_REQUISITOS DA TAREFA_: Escreva a continuação do texto sobre a Igreja Católica, começando logo a seguir à sua última frase.

_TEXTO DE ORIGEM_:
━━━━━━━━━━━━━━━━━━━━
O fio de retrós ou as vias sinuosas da Igreja Católica

No início do século XX, costumava-se dizer que a Igreja Romana ficaria como um fio de retrós, mas não haveria de rebentar. A divisão dos cristãos, maus comportamentos do clero, atitudes controversas da Santa Sé e o anticlericalismo poderiam explicar então o declínio da Igreja Católica.

Com a extinção dos seus mecanismos de repressão e a liberdade de imprensa, a Igreja Católica perdeu o manto imaculado que hipocritamente a cobria. Embora ainda procure impedir o acesso à investigação e ao escrutínio, através do usual encobrimento, muitas das suas práticas, nada condizentes com os princípios que defende, têm vindo a público, merecido generalizada reprovação e originado má reputação à instituição.

Nos nossos dias, o problema, com maiores repercussões na comunicação social, diz respeito aos crimes de membros do clero da Igreja Católica contra a liberdade ou a autodeterminação sexual de crianças, jovens e adultos. O Papa e os bispos revelam-se agora empenhados em combater esses comportamentos abjectos e repetem pedidos de perdão, sem cuidarem das vítimas, marcadas para toda a vida.

SÃO PEDRO. P. RUBENS. 1610-1612. MUSEU DO PRADO. MADRID.

Neste contexto, pouco se tem falado do voto de castidade e celibato, que os padres são obrigados a fazer, juntamente com os de pobreza e obediência. Talvez seja essa imposição de renúncia às relações sexuais a grande causa dos abusos praticados. Repugna ver a Igreja proteger padres pedófilos e ostracizar os que têm e reconhecem os seus filhos.
━━━━━━━━━━━━━━━━━━━━
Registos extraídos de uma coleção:

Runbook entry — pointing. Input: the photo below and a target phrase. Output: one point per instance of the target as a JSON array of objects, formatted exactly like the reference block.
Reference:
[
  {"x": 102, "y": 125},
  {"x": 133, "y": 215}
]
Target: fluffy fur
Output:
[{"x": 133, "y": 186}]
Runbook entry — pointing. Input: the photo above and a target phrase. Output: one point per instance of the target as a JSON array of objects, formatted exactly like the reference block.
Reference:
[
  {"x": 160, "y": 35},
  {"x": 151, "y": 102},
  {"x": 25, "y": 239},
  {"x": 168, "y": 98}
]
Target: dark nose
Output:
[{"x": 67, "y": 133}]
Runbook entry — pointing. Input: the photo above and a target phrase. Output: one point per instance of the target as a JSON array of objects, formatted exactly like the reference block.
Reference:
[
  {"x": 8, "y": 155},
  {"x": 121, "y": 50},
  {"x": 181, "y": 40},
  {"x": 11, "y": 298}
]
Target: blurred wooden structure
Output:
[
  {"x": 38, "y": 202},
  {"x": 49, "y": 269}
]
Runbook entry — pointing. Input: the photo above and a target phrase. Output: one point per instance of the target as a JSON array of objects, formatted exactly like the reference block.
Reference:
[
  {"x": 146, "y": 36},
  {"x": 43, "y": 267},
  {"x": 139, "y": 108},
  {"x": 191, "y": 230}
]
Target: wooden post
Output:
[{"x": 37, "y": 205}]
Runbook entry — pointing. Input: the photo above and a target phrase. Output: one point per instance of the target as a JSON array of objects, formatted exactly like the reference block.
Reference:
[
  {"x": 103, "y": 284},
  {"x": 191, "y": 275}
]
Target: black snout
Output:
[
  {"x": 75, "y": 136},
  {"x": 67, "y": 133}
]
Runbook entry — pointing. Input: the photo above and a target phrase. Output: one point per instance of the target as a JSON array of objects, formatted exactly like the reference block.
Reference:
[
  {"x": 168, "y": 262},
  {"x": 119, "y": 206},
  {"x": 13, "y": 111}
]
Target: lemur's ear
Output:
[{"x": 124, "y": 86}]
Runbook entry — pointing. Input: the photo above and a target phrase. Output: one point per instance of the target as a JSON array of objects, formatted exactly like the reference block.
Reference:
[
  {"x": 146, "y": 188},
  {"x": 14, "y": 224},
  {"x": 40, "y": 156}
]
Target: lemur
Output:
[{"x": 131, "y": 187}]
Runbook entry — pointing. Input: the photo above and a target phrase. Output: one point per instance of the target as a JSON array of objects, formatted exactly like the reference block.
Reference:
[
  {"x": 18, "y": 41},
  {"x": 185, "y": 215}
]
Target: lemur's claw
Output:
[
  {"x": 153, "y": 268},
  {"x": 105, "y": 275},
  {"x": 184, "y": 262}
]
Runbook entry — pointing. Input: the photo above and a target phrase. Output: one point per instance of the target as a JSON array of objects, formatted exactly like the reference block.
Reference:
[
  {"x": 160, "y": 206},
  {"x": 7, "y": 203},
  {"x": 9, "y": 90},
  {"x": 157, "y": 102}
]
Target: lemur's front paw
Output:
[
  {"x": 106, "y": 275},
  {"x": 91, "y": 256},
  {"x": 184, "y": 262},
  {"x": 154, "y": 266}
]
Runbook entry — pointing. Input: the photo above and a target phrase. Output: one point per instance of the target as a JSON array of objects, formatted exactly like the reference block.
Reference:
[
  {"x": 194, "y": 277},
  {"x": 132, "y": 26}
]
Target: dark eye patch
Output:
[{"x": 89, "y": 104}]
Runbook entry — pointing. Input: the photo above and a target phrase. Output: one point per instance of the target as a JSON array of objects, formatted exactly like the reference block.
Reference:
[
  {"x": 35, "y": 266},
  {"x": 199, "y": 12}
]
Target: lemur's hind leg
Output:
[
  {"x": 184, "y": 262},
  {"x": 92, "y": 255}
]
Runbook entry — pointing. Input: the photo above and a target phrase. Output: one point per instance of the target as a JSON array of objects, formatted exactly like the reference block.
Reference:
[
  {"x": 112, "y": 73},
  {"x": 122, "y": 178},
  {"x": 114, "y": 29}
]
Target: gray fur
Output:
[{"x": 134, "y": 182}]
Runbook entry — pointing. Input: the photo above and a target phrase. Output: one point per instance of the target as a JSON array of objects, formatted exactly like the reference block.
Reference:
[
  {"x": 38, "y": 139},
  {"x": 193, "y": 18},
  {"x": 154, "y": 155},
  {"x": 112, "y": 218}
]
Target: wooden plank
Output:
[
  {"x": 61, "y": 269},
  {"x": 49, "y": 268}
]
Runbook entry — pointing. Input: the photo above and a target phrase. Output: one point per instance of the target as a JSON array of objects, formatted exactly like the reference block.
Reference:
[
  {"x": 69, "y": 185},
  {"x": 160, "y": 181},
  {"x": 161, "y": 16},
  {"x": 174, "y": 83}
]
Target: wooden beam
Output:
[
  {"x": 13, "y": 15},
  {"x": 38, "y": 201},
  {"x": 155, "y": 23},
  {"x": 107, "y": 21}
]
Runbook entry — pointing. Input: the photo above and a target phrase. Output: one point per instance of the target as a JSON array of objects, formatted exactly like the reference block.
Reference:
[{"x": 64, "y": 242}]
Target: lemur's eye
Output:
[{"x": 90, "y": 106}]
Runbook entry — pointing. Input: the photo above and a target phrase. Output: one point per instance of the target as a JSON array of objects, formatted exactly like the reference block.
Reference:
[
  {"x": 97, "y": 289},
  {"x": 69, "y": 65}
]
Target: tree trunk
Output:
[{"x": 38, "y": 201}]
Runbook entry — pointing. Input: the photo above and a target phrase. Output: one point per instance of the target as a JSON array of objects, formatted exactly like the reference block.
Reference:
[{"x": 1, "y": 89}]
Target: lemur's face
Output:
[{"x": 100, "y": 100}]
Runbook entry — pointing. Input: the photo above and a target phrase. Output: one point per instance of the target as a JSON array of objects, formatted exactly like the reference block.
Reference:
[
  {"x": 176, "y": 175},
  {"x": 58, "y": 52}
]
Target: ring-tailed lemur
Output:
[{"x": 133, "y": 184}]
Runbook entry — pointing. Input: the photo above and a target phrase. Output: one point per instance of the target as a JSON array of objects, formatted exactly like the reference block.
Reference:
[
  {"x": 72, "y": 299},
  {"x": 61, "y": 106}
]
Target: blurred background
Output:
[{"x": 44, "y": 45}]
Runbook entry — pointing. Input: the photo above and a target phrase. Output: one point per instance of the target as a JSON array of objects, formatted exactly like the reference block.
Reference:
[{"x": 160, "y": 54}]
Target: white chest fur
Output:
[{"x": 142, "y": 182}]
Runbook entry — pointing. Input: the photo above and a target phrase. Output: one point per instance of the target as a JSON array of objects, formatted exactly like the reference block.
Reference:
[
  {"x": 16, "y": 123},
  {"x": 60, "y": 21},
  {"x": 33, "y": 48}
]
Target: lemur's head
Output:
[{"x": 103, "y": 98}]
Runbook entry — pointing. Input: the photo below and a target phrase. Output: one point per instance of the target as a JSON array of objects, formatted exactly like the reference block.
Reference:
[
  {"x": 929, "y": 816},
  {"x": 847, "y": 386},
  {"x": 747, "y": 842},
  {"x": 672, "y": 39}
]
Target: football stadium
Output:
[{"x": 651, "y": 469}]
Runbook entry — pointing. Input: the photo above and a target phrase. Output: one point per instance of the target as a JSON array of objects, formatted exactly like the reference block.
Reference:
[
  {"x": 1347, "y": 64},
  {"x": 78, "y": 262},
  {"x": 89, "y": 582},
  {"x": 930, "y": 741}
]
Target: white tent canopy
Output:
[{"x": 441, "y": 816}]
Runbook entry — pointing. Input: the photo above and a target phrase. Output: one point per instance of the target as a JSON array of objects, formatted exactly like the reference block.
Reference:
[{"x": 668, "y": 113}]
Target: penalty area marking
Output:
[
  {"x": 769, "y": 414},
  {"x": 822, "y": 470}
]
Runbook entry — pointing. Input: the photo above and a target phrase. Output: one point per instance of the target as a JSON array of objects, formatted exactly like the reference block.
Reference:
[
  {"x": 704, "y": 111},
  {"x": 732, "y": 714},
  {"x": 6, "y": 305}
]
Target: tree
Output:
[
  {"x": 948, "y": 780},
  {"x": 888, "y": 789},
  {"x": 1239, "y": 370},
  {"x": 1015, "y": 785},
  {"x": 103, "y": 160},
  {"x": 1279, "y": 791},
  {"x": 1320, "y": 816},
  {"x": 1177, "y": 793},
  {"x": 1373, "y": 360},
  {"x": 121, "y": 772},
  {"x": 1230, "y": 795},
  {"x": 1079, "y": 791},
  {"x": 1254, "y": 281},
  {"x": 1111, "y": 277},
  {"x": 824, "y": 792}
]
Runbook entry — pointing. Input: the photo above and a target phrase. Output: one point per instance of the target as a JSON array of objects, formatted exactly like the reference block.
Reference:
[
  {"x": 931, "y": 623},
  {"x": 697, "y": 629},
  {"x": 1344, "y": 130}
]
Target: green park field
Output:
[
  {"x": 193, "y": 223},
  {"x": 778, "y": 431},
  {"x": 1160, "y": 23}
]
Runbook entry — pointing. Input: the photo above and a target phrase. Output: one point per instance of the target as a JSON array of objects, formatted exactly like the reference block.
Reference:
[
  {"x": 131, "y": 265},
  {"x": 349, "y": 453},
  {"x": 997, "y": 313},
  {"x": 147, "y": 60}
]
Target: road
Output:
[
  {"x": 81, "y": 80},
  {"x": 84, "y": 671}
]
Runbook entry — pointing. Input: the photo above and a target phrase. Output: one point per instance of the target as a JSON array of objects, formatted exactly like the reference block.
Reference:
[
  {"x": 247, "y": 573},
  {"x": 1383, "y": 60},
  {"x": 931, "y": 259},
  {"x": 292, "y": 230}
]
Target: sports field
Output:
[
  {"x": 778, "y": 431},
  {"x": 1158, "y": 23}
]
━━━━━━━━━━━━━━━━━━━━
_RESPOSTA_:
Nunca a castidade prometida foi integralmente cumprida, por todos ou em toda a vida de cada padre. Os exemplos abundam, no passado e no presente. Sabe-se, porém, mais dos tempos antigos do que da actualidade. Porque a Igreja impede o acesso aos seus arquivos, basta consultar a documentação da Chancelaria Régia, na Torre do Tombo, e ver centenas de padres a solicitarem, ao rei, a legitimação dos seus filhos.

Leia-se ‘O Crime do Padre Amaro’, de Eça de Queirós, romance publicado definitivamente em 1880, do qual saliento esta pertinente e actual reflexão: «Tudo se ilude e se evita, menos o amor! E se ele é fatal, por que impediram então que o padre o sinta, o realize com pureza e com dignidade? É melhor talvez que o vá procurar pelas vielas obscenas! — Porque a carne é fraca!» (Cap. IX)

Na verdade, não só os abusos sexuais da Igreja Romana têm comprometido a sua imagem nas últimas décadas. Há que lembrar também, entre outros, os escândalos financeiros (a falência do Banco Ambrosiano e o arcebispo Paul Marcinkus, protegido por João Paulo II; as actividades ilícitas do IOR – Istituto per le Opere di Religione, mais conhecido pelo Banco do Vaticano, designadamente lavagem de dinheiro, envolvimento com organizações criminosas e favorecimentos partidários, sob investigação das autoridades italianas). Bento XVI procurou reformar as finanças do Vaticano e combater os crimes, mas sentiu-se impotente, perante o poder dos monsenhores e cardeais. Francisco deu-lhe continuidade, afirmando em Julho de 2013 que era necessário «entrar nas pragas».

VENERAÇÃO DA POPULAÇÃO DO PAUL DO MAR À IMAGEM DE NOSSA SENHORA DE FÁTIMA NO SÍTIO DA MALOEIRA, FREGUESIA DA FAJÃ DA OVELHA, CONCELHO DA CALHETA. 9 ABRIL 1948. FOTO: ABM (PT/ABM/PER/A-D/002-001/000118).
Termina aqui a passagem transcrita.